— Begin Document passage —

As of this writing, War of the Ancients trilogy is Knaak's largest work set in the world of Azeroth. It puts the reader into the midst of the first demonic invasion, ten thousand years prior to the events in WarCraft III:Reign of Chaos. In addition, the books feature Neltharion's fall from grace, a time-travel subplot, and a twist that introduces an even greater evil into the story.
Speaking of the time-travel thing, one has to wonder; was it necessary? If Knaak had to have a character of his own in the trilogy, he could've just used the young Korialstraz. More "screen time" dedicated to Xavius, Azhara (two characters in desperate need of some depth), Jarod, Maiev, Malfurion, Illidan, Tyrande and Cenarius would've been preferable.
My greatest gripe with the War of the Ancients comes from the terrible presentation of the Burning Legion. In WarCraft storyline and games, demons and their creations are by far the most destructive force in existence. Single demons often posses tremendous powers - for example, Doomguard can rain fire on their opponents, felbeasts are nigh-immune to magic, Eredar sorcerers can corrupt a man's soul with a mere glance, Archimonde single-handedly destroys Dalaran, Nathrezim can dupe entire armies into serving them, the Daemons were the most powerful units of WarCraft I, etc. In the climax of WarCraft III:Reign of Chaos, alliance, horde and night elves are forced to unite and suffer crippling casualties, just so they could slow down the Legion's advance for forty five minutes.
In Knaak's trilogy, however, the Burning Legion is the least menacing faction of them all. The only times they ever truly dominate is when they are killing unarmed civilians. Otherwise, they regularly get routed by mortal armies. Fel Guard are nothing but a nuisance, Doomguard get slaughtered en-masse, and felbeasts enjoy being petted by beautiful night elf women. Even Eredar and Nathrezim are laughably incompetent. Archimonde almost lives up to his name... but then he is forced to flee from a novice druid.
This is further accentuated by the apparent disinterest of "greater" races (dragons & demigods) to defend the world from the demons. Believe it or not, the demigods spend the first two books deciding whether they should trouble themselves with the conflict at all. And don't get me started on the Demon Soul.
With the Burning Legion trivialized, the entire trilogy loses its epic feel. Instead of depicting a desperate struggle for survival, War of the Ancients presents us with a stalemate that could be easily resolved, if only the greater races could be bothered to join the fight from the start. Deathwing is cool, but he is not the focus of the story and thus cannot make up for the Legion's feebleness. The Elder Gods are bland and forgettable, their only purpose to further belittle Sargeras and his underlings.
War of the Ancients is as middle-of-the road as it gets. On the good side, it is fast paced, filled with interesting characters, and overall highly entertaining. On the bad side, it is a letdown because it lacks the epic feeling it deserved, and because it often stretches the willing suspension of disbelief (the way Tyrande is spared from being tortured to death by the demons is the most heavy-handed (and most literal) Deus Ex Machina I've seen in years).
Even if you don't buy this collection, you should consider reading the first book in the series (The Well of Eternity) just for the laughs. Everyone in that novel falls unconscious all the time. After a while the reader starts expecting the characters to get knocked out, and when it happens it creates a lot of unintentional hilarity.

— End Document passage —
— Begin Supplied information —

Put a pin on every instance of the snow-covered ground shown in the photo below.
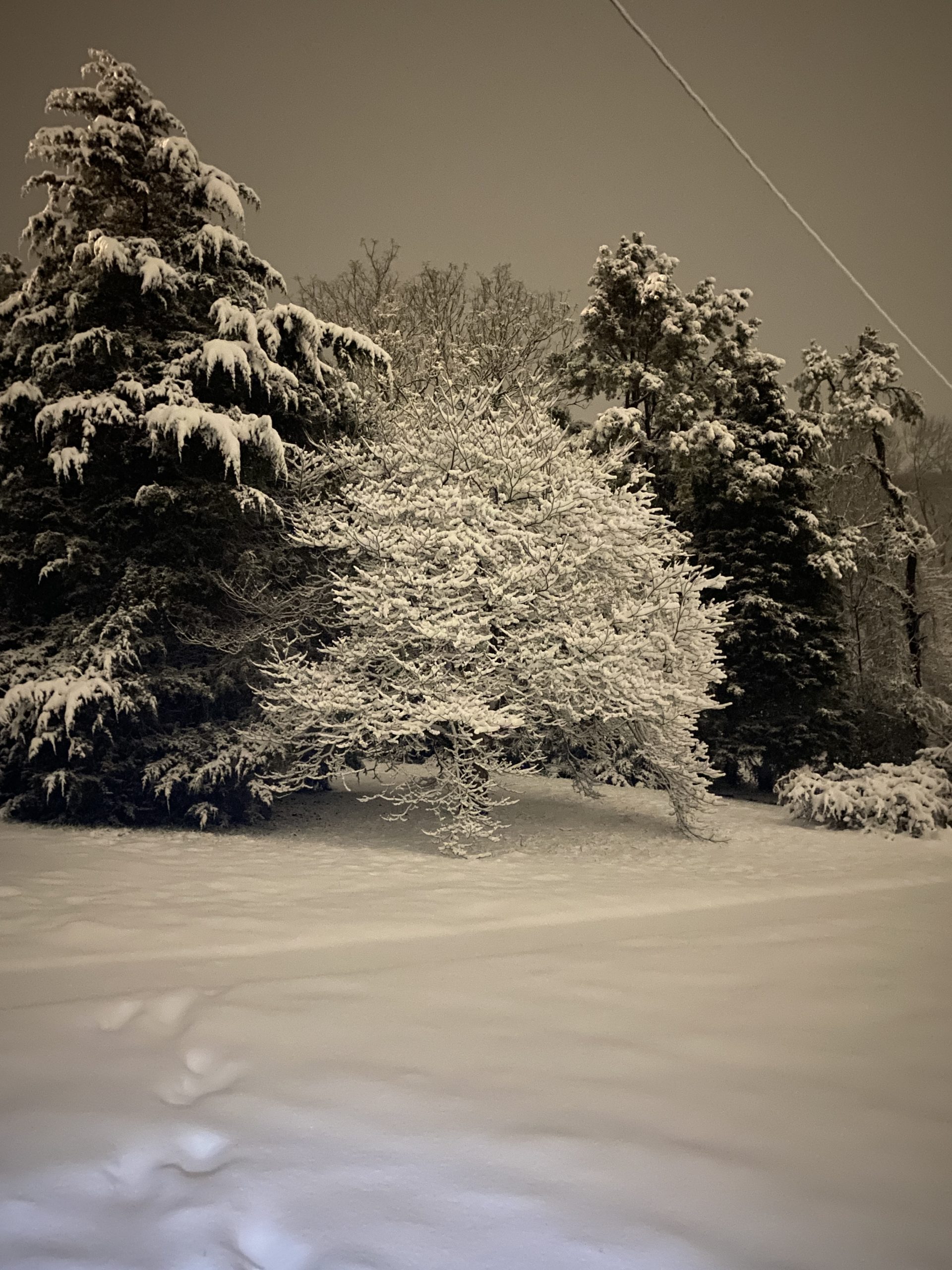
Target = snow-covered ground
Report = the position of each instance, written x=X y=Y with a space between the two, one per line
x=323 y=1047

— End Supplied information —

**Required work**
Set down the part of the trilogy review above from "War of the Ancients is" to "of unintentional hilarity.", word for word.

**Answer below**
War of the Ancients is as middle-of-the road as it gets. On the good side, it is fast paced, filled with interesting characters, and overall highly entertaining. On the bad side, it is a letdown because it lacks the epic feeling it deserved, and because it often stretches the willing suspension of disbelief (the way Tyrande is spared from being tortured to death by the demons is the most heavy-handed (and most literal) Deus Ex Machina I've seen in years).
Even if you don't buy this collection, you should consider reading the first book in the series (The Well of Eternity) just for the laughs. Everyone in that novel falls unconscious all the time. After a while the reader starts expecting the characters to get knocked out, and when it happens it creates a lot of unintentional hilarity.